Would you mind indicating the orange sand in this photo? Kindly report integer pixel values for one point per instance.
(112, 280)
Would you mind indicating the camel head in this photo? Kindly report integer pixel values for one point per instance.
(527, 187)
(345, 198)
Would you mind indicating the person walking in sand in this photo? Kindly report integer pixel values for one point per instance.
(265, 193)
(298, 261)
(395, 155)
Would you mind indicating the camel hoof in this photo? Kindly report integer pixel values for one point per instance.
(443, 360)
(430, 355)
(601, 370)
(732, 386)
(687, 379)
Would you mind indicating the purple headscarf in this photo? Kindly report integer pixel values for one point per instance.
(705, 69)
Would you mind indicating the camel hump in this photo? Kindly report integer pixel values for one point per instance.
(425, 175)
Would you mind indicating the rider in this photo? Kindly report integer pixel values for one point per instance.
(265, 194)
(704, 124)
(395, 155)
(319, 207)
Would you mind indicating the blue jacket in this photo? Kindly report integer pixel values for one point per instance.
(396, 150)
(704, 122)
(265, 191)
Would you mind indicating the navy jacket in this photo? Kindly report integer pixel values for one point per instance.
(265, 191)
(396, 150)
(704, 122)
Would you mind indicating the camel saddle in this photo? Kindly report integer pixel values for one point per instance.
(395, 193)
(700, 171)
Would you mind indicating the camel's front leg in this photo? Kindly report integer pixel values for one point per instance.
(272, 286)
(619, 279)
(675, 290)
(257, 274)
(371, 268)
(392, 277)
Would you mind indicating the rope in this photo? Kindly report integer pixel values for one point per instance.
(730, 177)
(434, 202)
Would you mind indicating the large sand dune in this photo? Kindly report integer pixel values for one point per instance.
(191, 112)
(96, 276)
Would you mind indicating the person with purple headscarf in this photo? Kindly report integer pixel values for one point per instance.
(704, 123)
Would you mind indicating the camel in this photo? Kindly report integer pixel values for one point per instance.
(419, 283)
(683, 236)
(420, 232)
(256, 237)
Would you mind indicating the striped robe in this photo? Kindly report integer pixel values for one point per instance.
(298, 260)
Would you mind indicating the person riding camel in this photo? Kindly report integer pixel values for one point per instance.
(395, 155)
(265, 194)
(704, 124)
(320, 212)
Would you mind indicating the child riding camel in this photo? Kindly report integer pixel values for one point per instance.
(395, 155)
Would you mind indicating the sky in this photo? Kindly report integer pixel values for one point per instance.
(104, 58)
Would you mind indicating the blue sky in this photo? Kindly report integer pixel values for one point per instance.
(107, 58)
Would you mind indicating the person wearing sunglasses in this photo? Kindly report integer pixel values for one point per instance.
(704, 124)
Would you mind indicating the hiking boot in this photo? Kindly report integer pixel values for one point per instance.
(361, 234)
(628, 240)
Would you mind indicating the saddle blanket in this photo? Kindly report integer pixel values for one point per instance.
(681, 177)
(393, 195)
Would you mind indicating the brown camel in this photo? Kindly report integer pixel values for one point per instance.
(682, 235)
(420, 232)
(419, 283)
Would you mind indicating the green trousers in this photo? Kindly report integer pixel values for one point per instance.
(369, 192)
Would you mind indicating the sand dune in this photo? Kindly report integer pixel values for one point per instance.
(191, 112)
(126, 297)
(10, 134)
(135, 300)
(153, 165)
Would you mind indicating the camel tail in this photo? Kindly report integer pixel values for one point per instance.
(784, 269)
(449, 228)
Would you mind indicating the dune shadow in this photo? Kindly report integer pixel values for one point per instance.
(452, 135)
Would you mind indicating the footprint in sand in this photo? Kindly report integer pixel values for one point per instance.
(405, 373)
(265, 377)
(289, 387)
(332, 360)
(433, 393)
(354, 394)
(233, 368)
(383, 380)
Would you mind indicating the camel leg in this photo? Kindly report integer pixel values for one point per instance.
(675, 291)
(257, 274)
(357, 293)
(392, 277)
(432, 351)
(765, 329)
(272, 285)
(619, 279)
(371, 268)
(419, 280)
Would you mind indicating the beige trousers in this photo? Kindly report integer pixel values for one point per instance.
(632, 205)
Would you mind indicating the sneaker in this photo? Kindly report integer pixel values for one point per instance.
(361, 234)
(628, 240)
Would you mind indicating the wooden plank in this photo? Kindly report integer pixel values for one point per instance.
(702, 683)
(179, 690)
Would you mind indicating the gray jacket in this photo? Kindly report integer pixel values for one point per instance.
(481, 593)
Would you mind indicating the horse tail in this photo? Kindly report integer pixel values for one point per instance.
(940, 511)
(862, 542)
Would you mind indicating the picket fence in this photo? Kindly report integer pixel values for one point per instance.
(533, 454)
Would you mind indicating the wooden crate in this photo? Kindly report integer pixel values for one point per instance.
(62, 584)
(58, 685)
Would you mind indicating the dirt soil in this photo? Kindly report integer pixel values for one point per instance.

- **How to complete this task**: All lines from the one holding "Would you mind indicating the sneaker" through the final line of the material must be set down exactly, and nothing else may be added.

- **Response below**:
Would you mind indicating the sneaker in this photo? Kindly report integer pixel values for one point per instance.
(361, 234)
(628, 240)
Would you mind indicating the wooden plank in this photo? Kindly report integer pixel values for one point per instance.
(702, 683)
(179, 690)
Would you mind indicating the gray jacket in this photo? Kindly report integer pixel values for one point per instance.
(481, 593)
Would you mind indicating the horse tail in this photo? Kindly report integer pixel values for one point per instance.
(940, 511)
(862, 542)
Would you mind indicating the picket fence in this photo? Kindly report integer pixel values for one point per instance.
(533, 454)
Would you mind indicating the wooden crate in this photo? Kindly report integer pixel values for one point per instance.
(62, 584)
(58, 685)
Would you mind indicating the dirt soil in this photo? Kindly report integer pixel values for one point per instance.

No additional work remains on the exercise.